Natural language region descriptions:
========================================
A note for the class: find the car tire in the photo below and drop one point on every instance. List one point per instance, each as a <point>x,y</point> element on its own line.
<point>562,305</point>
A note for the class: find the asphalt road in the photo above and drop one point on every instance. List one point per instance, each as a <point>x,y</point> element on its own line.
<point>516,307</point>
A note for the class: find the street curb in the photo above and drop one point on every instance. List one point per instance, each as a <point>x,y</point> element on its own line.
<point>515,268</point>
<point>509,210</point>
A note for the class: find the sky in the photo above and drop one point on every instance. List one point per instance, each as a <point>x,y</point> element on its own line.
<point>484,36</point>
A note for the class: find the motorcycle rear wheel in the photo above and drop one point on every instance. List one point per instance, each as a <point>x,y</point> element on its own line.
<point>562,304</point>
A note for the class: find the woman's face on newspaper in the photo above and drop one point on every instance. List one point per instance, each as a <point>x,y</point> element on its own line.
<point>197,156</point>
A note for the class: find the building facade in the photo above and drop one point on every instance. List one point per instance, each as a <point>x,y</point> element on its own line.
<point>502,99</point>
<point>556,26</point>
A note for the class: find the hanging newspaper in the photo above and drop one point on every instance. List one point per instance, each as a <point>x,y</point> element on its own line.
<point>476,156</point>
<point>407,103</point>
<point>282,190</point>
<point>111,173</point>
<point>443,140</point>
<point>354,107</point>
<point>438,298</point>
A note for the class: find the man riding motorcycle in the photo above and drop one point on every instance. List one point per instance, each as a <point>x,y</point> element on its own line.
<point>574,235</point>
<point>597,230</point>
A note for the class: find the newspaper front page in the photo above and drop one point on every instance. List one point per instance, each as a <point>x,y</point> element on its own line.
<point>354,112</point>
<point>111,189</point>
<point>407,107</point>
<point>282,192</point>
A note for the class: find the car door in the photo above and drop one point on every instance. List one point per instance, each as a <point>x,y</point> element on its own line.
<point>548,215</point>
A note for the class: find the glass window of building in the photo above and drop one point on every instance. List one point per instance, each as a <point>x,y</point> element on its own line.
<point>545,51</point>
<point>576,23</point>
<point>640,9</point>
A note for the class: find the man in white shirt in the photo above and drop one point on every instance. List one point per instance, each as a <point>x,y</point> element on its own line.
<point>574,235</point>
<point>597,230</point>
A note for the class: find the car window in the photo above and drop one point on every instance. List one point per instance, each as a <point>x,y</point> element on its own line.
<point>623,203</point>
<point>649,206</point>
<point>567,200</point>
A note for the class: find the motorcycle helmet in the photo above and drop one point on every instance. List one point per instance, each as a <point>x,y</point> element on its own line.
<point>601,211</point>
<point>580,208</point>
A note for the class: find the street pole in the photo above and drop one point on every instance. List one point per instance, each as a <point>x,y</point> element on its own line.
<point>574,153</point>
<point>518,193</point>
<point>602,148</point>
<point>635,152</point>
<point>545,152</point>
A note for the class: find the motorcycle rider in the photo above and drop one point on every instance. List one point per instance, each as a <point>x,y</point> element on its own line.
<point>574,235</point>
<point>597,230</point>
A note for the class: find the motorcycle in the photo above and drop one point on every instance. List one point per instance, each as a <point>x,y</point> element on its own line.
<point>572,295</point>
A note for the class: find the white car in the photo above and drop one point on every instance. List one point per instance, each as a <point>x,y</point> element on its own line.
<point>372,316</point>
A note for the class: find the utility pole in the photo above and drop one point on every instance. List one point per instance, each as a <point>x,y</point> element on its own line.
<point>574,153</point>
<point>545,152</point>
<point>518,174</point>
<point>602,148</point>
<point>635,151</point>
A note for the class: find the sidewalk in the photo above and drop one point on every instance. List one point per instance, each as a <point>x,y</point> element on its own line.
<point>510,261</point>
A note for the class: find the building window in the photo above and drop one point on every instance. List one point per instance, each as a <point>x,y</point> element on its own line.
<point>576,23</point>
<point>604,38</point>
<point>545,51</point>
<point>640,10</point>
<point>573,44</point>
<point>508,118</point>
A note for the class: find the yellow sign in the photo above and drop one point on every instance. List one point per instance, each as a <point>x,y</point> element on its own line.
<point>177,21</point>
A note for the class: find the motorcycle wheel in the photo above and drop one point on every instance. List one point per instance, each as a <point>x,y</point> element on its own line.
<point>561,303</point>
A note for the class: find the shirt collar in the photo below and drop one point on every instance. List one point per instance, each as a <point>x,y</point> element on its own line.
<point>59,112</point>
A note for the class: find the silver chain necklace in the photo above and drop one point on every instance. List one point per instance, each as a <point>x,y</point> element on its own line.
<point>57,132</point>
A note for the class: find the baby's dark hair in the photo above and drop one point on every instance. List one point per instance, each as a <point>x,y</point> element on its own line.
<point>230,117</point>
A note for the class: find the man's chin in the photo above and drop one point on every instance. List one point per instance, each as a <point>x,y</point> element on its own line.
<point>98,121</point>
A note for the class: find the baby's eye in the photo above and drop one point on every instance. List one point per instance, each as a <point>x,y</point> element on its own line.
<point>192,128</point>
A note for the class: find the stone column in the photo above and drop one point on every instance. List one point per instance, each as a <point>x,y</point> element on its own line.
========================================
Assignment.
Your reply should contain every entry, repeated exactly.

Solved exercise.
A note for the class: find the car tire in the photo below and drop one point on every instance. List one point per instance, each as a <point>x,y</point> element on its own line.
<point>562,305</point>
A note for the class: find the asphalt road in the photo above and drop one point on every instance. List one point per instance, each as a <point>x,y</point> element on its own line.
<point>516,307</point>
A note for the class: find the street curb in the photo above and drop one point on every instance. List one point per instance, each as a <point>x,y</point> element on its own line.
<point>515,268</point>
<point>509,210</point>
A note for the class: find the sky in the photo above and drop one point on every instance. List one point per instance, each as a <point>x,y</point> element on its own line.
<point>484,36</point>
A note for the class: find the motorcycle rear wheel in the photo above and drop one point on every instance. List one point per instance, each as a <point>x,y</point> element on its own line.
<point>562,304</point>
A note for the class: find the woman's face on newspaper in the photo above and drop one point on every instance. List one point per instance, each as a <point>x,y</point> element on its own line.
<point>197,156</point>
A note for the class: find the building facade in the photo above and drop one point on every instance. List one point per instance, each as a <point>x,y</point> element on its own line.
<point>502,99</point>
<point>556,26</point>
A note for the class: find the hanging newspaper in the photo above and drop one point on every instance. List one point per instance, each as a <point>x,y</point> element on its own line.
<point>476,156</point>
<point>407,103</point>
<point>282,190</point>
<point>111,173</point>
<point>443,140</point>
<point>354,107</point>
<point>438,298</point>
A note for the class: find the man riding motorcycle in the photo above and drop one point on every instance. List one point per instance, each as a <point>x,y</point> element on its own line.
<point>574,235</point>
<point>597,230</point>
A note for the class: find the newspaper front page in the photo above and drop one point on every instance. List one point per instance, each as a <point>x,y</point> element on its own line.
<point>354,112</point>
<point>111,189</point>
<point>407,107</point>
<point>282,192</point>
A note for the class: find the car door in the photo above and drop one point on every instance. List one point per instance, each as a <point>x,y</point> element on its own line.
<point>548,215</point>
A note for the class: find the glass window of building in the photo above and drop one point on every instance. List one point per instance, each as a <point>x,y</point> element on its own line.
<point>545,51</point>
<point>576,23</point>
<point>640,9</point>
A note for the class: find the man in white shirt in the photo above and drop one point on every instance. List one point per instance, each as a <point>x,y</point> element on its own line.
<point>574,235</point>
<point>597,230</point>
A note for the class: find the car window in the photo above and drop one point on every instance. List one point per instance, each as a <point>x,y</point> element on its own line.
<point>623,203</point>
<point>649,206</point>
<point>567,200</point>
A note for the class: find the motorcycle helmet in the photo above and drop one point on every instance. List one point per instance, each as a <point>x,y</point> element on its own line.
<point>601,211</point>
<point>580,208</point>
A note for the class: find the street pole in the photo above and drop one point on every instance. List one point per instance, each as a <point>x,y</point> element on its own line.
<point>574,153</point>
<point>518,193</point>
<point>602,148</point>
<point>635,152</point>
<point>545,152</point>
A note for the class: find the motorcycle rider in the photo above and drop one point on every instance. List one point per instance, each as a <point>x,y</point> element on its own line.
<point>574,235</point>
<point>597,230</point>
A note for the class: find the motorcycle in the photo above and drop one point on every instance. List one point per instance, each as a <point>x,y</point> element on its own line.
<point>572,295</point>
A note for the class: find the white car in the photo above and drop one point on every instance. List one point per instance, each as a <point>x,y</point> element on its own line.
<point>372,316</point>
A note for the class: find the utility pole in the photo above and drop one point on every instance. List one point per instance, each as a <point>x,y</point> element on its own line.
<point>574,153</point>
<point>545,152</point>
<point>518,174</point>
<point>602,148</point>
<point>635,151</point>
A note for the class: find the sidewalk in the photo above and drop one point on every instance. List one point per instance, each as a <point>x,y</point> element on its own line.
<point>510,261</point>
A note for the class: find the building window in the photo above and drop one point on every instance. List one point per instance, each as a <point>x,y</point> element on its own line.
<point>576,23</point>
<point>604,38</point>
<point>545,51</point>
<point>640,10</point>
<point>573,44</point>
<point>508,118</point>
A note for the class: find the yellow sign in the photo above and drop one point on every instance. List one point per instance, each as a <point>x,y</point> element on its own line.
<point>177,21</point>
A note for the class: find the motorcycle wheel in the photo above and drop one point on every instance. List one point per instance, each as a <point>x,y</point> element on its own line.
<point>561,303</point>
A note for the class: find the shirt collar in the photo below and drop one point on every instance. List one point per instance, each as a <point>x,y</point> element on its own line.
<point>59,112</point>
A note for the class: find the silver chain necklace in the photo above and drop one point on every instance. List one point per instance, each as a <point>x,y</point> element on its own line.
<point>57,132</point>
A note for the class: find the baby's dark hair in the photo above and drop one point on every instance. List one point per instance, each as a <point>x,y</point> element on its own line.
<point>230,117</point>
A note for the class: find the man's chin in the photo above and drop one point on every instance. List one point per instance, each as a <point>x,y</point> element on its own line.
<point>98,121</point>
A note for the class: find the baby's eye in the photo above and drop one point on every instance. List one point per instance, each as a <point>x,y</point> element on its own line.
<point>192,128</point>
A note for the class: find the stone column in the photo above and drop one point on every instance. List one point per instance, each as a <point>x,y</point> element on its own line.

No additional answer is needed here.